▸ Assignment: Beginning with the line that holds "of the older", retype the rest of the listing exactly, last line included.

◇ ◇ ◇ ◇ ◇

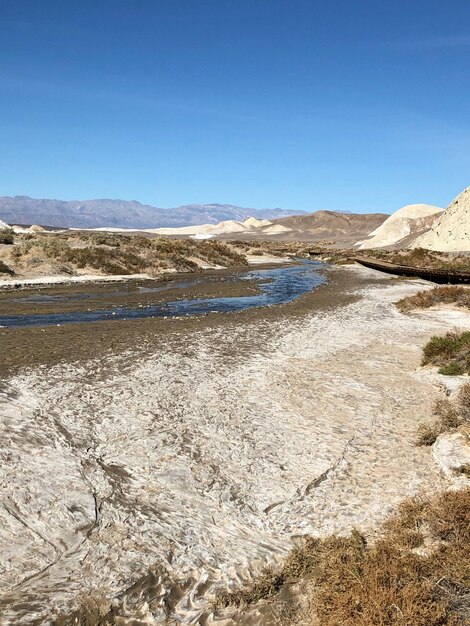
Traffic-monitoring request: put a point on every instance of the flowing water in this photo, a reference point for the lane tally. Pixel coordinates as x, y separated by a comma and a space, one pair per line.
153, 481
276, 286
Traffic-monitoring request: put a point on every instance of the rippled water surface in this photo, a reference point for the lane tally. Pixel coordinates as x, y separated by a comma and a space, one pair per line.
276, 286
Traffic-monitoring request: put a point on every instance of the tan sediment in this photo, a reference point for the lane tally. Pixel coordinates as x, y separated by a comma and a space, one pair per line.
204, 455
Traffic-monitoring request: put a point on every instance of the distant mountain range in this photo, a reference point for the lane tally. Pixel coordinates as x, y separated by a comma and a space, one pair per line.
122, 213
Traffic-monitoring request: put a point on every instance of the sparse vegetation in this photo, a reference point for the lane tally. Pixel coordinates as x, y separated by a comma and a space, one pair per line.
449, 415
458, 296
7, 237
450, 352
117, 254
4, 269
422, 258
416, 574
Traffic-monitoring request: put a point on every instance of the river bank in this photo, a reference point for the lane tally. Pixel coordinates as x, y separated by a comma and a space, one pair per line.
149, 464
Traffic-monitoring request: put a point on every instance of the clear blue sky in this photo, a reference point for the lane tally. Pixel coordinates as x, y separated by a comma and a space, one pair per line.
360, 105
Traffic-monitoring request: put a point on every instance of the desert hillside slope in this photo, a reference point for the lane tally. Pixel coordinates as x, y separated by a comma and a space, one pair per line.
408, 222
333, 225
451, 232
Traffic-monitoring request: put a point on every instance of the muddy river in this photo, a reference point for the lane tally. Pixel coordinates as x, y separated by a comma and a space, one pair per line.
146, 463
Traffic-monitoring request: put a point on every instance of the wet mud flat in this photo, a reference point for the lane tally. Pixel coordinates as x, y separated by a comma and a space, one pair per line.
149, 462
46, 345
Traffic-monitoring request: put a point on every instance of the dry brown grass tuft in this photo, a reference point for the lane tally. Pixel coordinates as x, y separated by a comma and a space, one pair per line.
450, 415
451, 352
116, 254
391, 582
458, 296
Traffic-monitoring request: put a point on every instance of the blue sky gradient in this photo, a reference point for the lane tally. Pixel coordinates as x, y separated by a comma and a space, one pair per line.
360, 106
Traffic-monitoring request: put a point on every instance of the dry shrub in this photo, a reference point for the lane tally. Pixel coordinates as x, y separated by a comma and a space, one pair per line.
450, 352
458, 296
7, 236
422, 258
450, 415
463, 402
93, 609
120, 254
4, 269
388, 583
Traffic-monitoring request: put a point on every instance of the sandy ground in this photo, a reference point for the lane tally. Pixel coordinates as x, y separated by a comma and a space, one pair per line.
155, 476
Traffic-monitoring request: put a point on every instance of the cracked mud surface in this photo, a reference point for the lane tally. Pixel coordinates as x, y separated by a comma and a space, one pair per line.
155, 475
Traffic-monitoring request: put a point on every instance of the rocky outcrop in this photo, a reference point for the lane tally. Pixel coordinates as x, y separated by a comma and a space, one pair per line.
451, 451
451, 232
408, 222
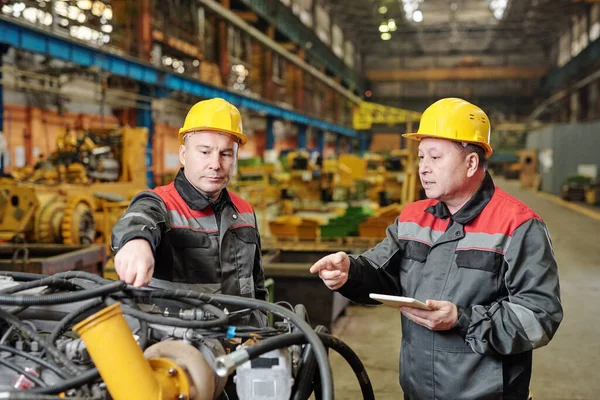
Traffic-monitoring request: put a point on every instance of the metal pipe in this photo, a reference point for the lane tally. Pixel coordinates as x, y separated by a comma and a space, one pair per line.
271, 44
121, 363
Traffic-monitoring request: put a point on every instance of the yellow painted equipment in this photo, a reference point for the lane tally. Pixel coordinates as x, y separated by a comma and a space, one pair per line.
121, 363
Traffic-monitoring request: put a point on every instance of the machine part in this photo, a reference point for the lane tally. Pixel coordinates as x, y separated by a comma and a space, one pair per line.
121, 362
103, 169
75, 350
48, 219
211, 349
191, 360
266, 377
78, 226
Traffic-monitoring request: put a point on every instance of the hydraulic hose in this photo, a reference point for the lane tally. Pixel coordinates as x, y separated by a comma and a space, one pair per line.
62, 298
72, 383
143, 336
70, 317
37, 360
303, 385
20, 370
49, 347
49, 281
159, 319
311, 336
248, 353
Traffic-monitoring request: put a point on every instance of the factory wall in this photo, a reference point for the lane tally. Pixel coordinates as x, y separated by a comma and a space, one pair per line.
562, 149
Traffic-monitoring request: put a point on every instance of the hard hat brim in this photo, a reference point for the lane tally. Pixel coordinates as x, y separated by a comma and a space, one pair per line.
239, 137
418, 136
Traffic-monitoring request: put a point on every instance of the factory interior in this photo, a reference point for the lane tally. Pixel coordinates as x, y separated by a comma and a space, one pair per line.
331, 105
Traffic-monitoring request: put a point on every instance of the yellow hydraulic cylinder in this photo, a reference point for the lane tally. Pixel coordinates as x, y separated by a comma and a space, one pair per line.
121, 363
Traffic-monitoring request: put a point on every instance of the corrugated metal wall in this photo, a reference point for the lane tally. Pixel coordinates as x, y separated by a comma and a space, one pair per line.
568, 145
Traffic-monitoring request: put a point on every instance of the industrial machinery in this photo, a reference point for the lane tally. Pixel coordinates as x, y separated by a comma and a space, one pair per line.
77, 193
76, 335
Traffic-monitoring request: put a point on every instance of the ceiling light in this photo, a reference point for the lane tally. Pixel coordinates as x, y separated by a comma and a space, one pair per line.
84, 4
418, 16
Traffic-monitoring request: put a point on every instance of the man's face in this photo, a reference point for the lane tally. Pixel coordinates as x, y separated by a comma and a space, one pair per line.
208, 159
443, 169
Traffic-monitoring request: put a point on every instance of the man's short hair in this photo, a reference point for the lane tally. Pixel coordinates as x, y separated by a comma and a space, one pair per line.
468, 148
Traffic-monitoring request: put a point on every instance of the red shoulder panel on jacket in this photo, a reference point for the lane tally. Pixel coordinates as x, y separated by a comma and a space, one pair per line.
503, 214
241, 204
174, 202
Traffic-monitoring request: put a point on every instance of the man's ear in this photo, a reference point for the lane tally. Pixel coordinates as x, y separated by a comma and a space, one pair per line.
182, 154
472, 160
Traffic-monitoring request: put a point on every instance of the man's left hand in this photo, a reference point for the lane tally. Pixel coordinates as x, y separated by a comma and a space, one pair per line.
443, 315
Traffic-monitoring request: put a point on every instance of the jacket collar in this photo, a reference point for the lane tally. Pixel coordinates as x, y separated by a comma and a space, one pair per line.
472, 208
196, 200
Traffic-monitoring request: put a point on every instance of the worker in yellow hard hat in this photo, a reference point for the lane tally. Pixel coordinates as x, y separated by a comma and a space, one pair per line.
480, 260
193, 233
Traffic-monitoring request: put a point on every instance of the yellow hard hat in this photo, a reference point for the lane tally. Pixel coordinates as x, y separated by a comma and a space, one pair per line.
214, 115
457, 120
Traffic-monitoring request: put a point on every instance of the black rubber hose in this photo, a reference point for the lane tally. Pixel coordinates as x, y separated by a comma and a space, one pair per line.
26, 395
32, 334
21, 371
37, 360
303, 384
243, 302
72, 383
159, 319
49, 281
278, 342
70, 317
62, 298
143, 336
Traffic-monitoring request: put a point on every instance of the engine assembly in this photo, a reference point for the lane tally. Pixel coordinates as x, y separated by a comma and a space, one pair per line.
77, 335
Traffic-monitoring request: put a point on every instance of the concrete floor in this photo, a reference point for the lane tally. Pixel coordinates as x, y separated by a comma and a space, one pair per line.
568, 368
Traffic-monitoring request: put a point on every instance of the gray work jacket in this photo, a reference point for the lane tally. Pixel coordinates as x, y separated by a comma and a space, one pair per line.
494, 260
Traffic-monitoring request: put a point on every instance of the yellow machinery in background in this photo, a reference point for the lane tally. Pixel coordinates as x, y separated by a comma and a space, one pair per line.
78, 193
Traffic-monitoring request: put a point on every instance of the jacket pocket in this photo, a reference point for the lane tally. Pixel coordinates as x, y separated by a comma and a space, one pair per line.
416, 251
246, 246
185, 238
479, 259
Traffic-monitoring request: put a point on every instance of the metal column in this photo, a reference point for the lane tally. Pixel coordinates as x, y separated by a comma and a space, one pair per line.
270, 145
301, 141
339, 142
2, 151
144, 119
321, 141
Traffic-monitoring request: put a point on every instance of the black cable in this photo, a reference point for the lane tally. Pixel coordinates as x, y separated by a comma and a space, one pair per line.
32, 334
49, 281
21, 371
62, 298
70, 317
330, 341
37, 360
144, 333
27, 395
311, 336
303, 384
72, 383
159, 319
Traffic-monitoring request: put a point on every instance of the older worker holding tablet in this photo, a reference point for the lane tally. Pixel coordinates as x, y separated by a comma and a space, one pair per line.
481, 260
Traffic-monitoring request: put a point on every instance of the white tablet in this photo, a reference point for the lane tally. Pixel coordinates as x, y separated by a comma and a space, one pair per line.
397, 301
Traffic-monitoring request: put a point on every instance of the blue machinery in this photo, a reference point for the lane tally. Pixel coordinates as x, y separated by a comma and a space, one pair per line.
26, 37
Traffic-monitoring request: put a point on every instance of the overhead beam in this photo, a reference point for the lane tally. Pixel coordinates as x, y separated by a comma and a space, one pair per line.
247, 16
459, 73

◇ ◇ ◇ ◇ ◇

▸ Response to the exercise:
Traffic-monitoring request: put a point on every instance of the older worker holding tablet in this photo, a reference point for the lane tally. Pixel coordinates as x, y separated by a comma and a space, one pair per line.
481, 260
Traffic-monitoring request: put a point on every instance of the white tablet in this photo, a reference point for the lane tally. Pixel coordinates as x, y separated by a comma and a space, one pair per line.
397, 301
Traffic-monitoring request: put a point on every instance of the blue machinery in this photo, a reference point for the lane tally. Pixel coordinates as x, y separated by a comma and a space, one pair per line.
26, 37
Traffic-monitoring request: put a point on every instance of the overhead beam in this photo, a reference point for the lane tally. Pixel coordinates as x, y separated by a comma and a space, one pair per line.
247, 16
459, 73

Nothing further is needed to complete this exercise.